**Text section**
⟨
November 10, 2008
MARK NEJMEH, PLAINTIFF-APPELLANT,
DOUG FORBES AND ELENA MATYAS, A/K/A ELENA FORBES, DEFENDANTS-RESPONDENTS.
On appeal from the Superior Court of New Jersey, Law Division, Special Civil Part, Monmouth County, Docket No. L-1192-06.
NOT FOR PUBLICATION WITHOUT THE APPROVAL OF THE APPELLATE DIVISION
Submitted: August 20, 2008
Before Judges A.A. Rodríguez and C.L. Miniman.
Plaintiff Mark Nejmeh appeals from a judgment entered in favor of defendants Doug Forbes and Elena Matyas dismissing his complaint for money due and owing for home repairs and awarding defendants $22,146.14 as trebled damages, attorney's fees, and costs pursuant to the Consumer Fraud Act (CFA), N.J.S.A. 56:8-1 to -181. We affirm.
Plaintiff, in a complaint filed on October 28, 2005, in the Special Civil Part, sought to recover $8,419.32 for labor and materials supplied to defendants for renovations and repairs made to their newly acquired, unoccupied home in Asbury Park. On December 12, 2005, defendants answered the complaint and counterclaimed, alleging that plaintiff failed to comply with N.J.A.C. 13:45A-16.2 requiring a written contract for home repairs, an unlawful practice under the CFA. They also alleged negligent performance of the work, breach of contract, and assault, seeking an award of punitive damages. Defendants' motion to transfer the case to the Law Division was granted on February 3, 2006, and on May 3, 2006, they requested entry of default on the counterclaim. Default was entered on the next day. Plaintiff did not answer the counterclaim until October 6, 2006. A bench trial was conducted on October 9, 10, 11, and 12, 2007, and the judge placed his decision on the record on October 31, 2007, entering a final judgment that day.
Initially, the judge addressed the credibility of the witnesses. In assessing the credibility of plaintiff and his secretary, the judge found that their recollections were uncertain in many respects and that this uncertainty was compounded by the lack of documentation respecting the nature and scope of work, materials to be utilized, and the schedule for performance and completion. Additionally, plaintiff's lack of recollection was evidenced sometimes by contradictory statements. As a result, the judge found that the affirmative value of plaintiff's testimony was negatively affected. The judge found defendant Forbes, on the other hand, to be honest and direct, and his "recollection of critical events [was] more precise and his statements [were] documented by the exhibits submitted."
The parties entered into an agreement in August 2004 to have plaintiff perform certain home improvement services. Plaintiff did not prepare or submit a written contract for the services. Plaintiff was to build a four-by-five-foot extension of defendants' kitchen into the porch by adding a header and connect the support beams, enclosing two exterior walls; inserting French doors in the south wall, reinsulating, and installing sheet rock on the interior. The price for the work was $750 for demolition, $250 to remove the siding from the original kitchen wall, and $7000 for the kitchen construction, including installation of ceramic flooring.
⟩
**To-do list**
a) In the appellate opinion, on what date did the plaintiff file his complaint in the Special Civil Part?
b) List every charge that made up the price for the work in the appellate opinion, with the amount of each.
c) Reproduce the passage of the appellate opinion from "On appeal from" up to and including "-181. We affirm.".

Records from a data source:
⟨
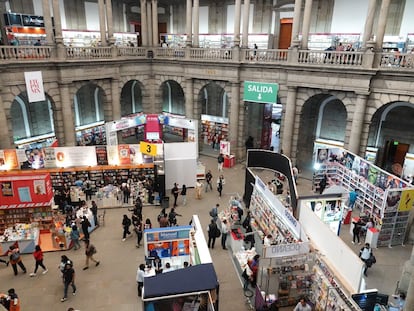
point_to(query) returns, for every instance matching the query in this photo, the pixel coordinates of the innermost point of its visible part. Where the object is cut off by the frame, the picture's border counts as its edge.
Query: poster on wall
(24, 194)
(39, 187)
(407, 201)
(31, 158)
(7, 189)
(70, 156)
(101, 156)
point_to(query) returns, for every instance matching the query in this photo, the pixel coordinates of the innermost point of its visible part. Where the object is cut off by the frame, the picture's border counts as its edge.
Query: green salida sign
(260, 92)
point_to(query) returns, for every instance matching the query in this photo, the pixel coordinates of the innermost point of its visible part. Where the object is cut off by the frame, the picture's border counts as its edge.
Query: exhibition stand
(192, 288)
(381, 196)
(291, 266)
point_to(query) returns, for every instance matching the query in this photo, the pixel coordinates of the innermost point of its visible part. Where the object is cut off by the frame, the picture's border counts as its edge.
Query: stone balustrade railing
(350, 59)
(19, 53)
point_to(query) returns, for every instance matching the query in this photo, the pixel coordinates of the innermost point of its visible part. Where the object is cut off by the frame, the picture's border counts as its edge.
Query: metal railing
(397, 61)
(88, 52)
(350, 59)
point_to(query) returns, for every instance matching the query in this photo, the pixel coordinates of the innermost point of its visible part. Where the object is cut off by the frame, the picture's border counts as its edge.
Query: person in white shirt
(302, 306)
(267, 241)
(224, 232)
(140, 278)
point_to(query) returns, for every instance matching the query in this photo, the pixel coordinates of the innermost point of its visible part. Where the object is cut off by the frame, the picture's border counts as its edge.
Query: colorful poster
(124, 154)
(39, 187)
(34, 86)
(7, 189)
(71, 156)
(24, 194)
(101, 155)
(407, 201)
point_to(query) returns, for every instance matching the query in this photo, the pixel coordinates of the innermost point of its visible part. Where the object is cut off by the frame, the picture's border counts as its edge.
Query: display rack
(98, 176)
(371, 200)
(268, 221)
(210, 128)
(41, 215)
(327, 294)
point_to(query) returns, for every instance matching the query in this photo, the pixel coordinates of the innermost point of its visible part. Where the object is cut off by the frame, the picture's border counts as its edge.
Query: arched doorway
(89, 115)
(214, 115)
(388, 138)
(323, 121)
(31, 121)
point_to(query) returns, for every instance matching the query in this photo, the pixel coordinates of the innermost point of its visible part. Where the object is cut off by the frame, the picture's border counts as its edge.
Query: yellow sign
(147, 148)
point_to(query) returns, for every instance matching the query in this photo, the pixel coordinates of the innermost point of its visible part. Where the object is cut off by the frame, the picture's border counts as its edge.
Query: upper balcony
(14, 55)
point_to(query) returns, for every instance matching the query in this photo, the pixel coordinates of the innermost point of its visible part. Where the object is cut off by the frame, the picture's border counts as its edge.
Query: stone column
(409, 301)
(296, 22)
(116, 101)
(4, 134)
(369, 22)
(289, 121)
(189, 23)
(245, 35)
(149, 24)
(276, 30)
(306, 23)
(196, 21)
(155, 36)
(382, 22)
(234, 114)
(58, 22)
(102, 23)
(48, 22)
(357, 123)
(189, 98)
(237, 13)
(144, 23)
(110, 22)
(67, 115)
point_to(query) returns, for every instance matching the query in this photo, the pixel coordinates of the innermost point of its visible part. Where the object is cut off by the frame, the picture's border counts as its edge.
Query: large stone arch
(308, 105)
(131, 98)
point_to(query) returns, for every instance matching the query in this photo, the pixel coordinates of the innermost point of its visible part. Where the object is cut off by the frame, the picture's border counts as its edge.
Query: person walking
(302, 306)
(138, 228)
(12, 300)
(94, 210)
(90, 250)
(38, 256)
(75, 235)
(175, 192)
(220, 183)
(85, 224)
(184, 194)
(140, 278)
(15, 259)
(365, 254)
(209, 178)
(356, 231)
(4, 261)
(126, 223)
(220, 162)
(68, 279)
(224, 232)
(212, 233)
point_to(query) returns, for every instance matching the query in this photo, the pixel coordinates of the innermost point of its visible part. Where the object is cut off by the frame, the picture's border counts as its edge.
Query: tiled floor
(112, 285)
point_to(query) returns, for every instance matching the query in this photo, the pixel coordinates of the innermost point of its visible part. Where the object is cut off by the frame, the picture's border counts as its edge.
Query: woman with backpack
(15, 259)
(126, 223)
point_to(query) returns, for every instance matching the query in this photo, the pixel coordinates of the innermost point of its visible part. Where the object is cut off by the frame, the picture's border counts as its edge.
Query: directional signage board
⟩
⟨
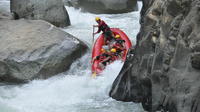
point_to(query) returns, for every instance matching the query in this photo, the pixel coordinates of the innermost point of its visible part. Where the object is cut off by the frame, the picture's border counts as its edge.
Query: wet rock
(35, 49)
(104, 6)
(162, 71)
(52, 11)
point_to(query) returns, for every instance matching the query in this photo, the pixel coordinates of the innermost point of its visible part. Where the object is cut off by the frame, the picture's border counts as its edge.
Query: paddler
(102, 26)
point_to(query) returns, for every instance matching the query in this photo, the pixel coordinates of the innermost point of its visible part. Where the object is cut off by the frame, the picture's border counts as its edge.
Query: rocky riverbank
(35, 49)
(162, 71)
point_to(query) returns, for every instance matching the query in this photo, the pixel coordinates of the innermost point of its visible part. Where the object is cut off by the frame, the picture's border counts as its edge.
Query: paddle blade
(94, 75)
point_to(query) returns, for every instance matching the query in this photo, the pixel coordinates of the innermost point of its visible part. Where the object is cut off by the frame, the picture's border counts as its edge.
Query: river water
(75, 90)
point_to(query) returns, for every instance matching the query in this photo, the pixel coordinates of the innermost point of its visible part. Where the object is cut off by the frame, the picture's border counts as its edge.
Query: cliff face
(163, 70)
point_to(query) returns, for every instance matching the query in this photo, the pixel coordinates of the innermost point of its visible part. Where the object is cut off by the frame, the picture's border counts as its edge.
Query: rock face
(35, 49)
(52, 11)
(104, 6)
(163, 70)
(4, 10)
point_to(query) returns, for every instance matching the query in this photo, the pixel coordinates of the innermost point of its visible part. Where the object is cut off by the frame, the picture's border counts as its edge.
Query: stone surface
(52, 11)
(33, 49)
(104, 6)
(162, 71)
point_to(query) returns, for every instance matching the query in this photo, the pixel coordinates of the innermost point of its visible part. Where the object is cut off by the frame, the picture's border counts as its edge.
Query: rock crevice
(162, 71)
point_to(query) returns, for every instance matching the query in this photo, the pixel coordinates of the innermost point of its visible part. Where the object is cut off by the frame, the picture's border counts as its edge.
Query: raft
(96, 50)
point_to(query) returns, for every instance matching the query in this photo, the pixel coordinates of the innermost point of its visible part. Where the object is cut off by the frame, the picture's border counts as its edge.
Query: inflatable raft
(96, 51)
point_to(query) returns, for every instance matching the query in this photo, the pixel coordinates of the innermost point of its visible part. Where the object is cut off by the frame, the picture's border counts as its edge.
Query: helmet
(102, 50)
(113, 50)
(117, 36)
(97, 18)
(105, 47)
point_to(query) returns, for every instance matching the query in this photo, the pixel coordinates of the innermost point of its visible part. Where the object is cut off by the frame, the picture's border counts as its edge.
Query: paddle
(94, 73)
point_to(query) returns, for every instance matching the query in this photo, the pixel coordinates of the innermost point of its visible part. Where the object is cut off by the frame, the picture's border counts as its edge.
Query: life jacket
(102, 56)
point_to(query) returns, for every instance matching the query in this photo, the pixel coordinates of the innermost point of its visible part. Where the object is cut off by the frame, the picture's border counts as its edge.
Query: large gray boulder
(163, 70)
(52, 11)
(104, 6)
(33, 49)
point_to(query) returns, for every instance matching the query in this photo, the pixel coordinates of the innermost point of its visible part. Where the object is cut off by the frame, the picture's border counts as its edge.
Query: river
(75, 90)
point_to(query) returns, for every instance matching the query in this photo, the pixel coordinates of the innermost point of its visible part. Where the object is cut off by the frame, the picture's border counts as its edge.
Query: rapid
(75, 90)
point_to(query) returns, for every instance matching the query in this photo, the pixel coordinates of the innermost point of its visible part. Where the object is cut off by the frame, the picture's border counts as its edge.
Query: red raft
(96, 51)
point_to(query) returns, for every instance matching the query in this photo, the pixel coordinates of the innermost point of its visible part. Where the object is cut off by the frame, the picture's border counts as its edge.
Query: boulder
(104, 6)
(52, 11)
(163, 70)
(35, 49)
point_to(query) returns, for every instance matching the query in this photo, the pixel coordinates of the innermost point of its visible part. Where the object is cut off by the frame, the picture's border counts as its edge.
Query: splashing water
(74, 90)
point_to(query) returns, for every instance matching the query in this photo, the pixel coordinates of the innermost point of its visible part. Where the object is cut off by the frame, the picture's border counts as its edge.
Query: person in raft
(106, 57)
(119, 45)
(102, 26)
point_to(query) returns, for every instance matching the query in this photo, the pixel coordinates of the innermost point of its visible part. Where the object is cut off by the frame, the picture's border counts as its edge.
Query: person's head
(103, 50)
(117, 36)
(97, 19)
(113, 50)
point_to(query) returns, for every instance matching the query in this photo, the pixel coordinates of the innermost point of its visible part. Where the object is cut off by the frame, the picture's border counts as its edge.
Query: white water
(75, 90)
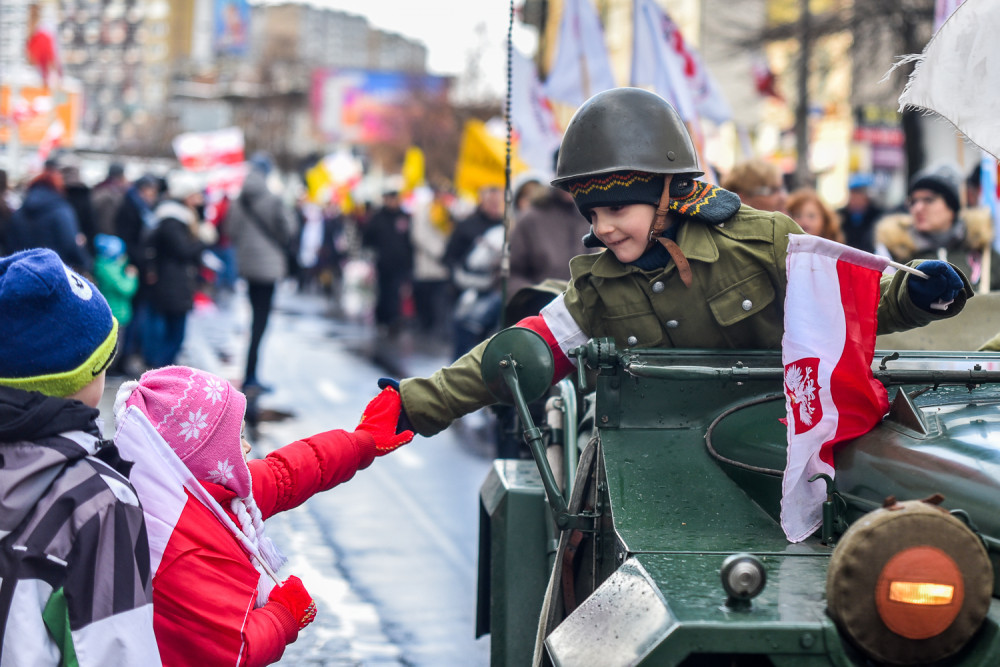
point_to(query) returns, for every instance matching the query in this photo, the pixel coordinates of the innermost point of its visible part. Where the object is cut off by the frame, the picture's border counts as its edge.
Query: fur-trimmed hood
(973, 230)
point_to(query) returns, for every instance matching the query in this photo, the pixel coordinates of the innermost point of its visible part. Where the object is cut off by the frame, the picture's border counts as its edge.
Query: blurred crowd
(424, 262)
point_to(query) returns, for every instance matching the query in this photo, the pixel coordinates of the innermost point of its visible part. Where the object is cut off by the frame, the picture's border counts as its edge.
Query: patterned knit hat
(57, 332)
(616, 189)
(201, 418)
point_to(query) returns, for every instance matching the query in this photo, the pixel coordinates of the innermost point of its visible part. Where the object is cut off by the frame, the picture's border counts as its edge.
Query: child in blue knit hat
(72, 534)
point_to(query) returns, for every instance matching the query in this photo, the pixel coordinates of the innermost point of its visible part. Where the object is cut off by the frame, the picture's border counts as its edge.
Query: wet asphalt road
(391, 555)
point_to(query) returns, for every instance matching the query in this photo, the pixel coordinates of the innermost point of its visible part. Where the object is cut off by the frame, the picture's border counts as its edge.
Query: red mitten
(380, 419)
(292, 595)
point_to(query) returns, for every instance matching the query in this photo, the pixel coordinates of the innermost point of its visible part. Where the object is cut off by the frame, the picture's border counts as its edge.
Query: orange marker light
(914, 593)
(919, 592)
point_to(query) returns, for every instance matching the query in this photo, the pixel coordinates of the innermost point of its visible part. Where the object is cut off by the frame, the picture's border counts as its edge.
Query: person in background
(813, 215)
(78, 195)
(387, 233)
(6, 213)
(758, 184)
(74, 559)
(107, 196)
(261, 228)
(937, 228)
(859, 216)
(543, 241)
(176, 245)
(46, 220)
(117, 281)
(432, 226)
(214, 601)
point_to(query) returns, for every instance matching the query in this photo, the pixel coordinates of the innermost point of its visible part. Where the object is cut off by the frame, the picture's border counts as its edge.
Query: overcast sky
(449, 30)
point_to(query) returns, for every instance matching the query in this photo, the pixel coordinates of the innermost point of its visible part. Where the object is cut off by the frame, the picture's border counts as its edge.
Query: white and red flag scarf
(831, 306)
⟩
**Expected results**
a) October 28, 2005

b)
- $750 for demolition
- $250 to remove the siding from the original kitchen wall
- $7000 for the kitchen construction, including installation of ceramic flooring

c)
On appeal from the Superior Court of New Jersey, Law Division, Special Civil Part, Monmouth County, Docket No. L-1192-06.
NOT FOR PUBLICATION WITHOUT THE APPROVAL OF THE APPELLATE DIVISION
Submitted: August 20, 2008
Before Judges A.A. Rodríguez and C.L. Miniman.
Plaintiff Mark Nejmeh appeals from a judgment entered in favor of defendants Doug Forbes and Elena Matyas dismissing his complaint for money due and owing for home repairs and awarding defendants $22,146.14 as trebled damages, attorney's fees, and costs pursuant to the Consumer Fraud Act (CFA), N.J.S.A. 56:8-1 to -181. We affirm.